**Text excerpt**
——————————

It would be great weakness, however, to believe, that the Christian religion in general, or even in France, can be materially injured, either by this regulation, or by the petulant and absurd opposition and derision which the vanity, or the malice, of some individuals appears to have suggested. Christianity is founded upon a rock; and neither Thomas Paine with his Age of Reason, nor Anarchasis Cloots, with his Representative of all Religions, nor Fabre D’Eglantine, the abolisher of Sunday, with his New Calendar, nor even that profound philosopher who stood up in the French Assembly, and professed himself an Atheist, shall ever, as we are assured, from the best authority, prevail against our holy religion. Christianity is an enlightened system, which introduced a purer morality than had formerly prevailed in the world, and more distinct views of a future state of rewards and punishments, by which the efforts of human laws for the suppression of crimes are better enforced and promoted. The more the light of truth is spread over the world, the more clearly are mankind enabled to see their true interest; and the more will they be convinced of the utility of supporting a religion by which all the bands of human society are thus maintained and strengthened.
But though the genuine principles of Christianity are in no danger, the adventitious trappings in which it has been decked, for the purpose of dazzling the multitude, are likely to be stripped off, and thrown away as mere useless rags; mysterious tenets, the invention of priestcraft in the dark ages, by which that religion was so unworthily debased, and rendered the instrument of undue influence and corruption, are likely to be exploded; and the unbounded authority and dominion which an ambitious and interested clergy have so long exercised over the rights of private judgment and of conscience, are likely to crumble down, and to be trodden under foot. The Roman Catholic superstition, that gigantic monster which has drunk so much human blood, that dragon which has long guarded the den of ignorance, and held more than the half of Europe in the chains of moral and political slavery, seems now to be fast approaching his last agonies.

——————————

**Stated goal**
In the passage on Christianity in France, who is called the abolisher of Sunday? The lines after this passage on Christianity in France have no connection to it.

**Supplied data**
——————————

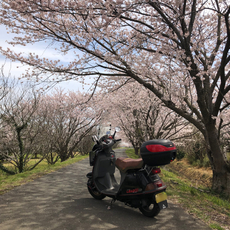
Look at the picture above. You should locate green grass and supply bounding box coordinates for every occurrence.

——————————

**Final answer**
Fabre D’Eglantine, with his New Calendar.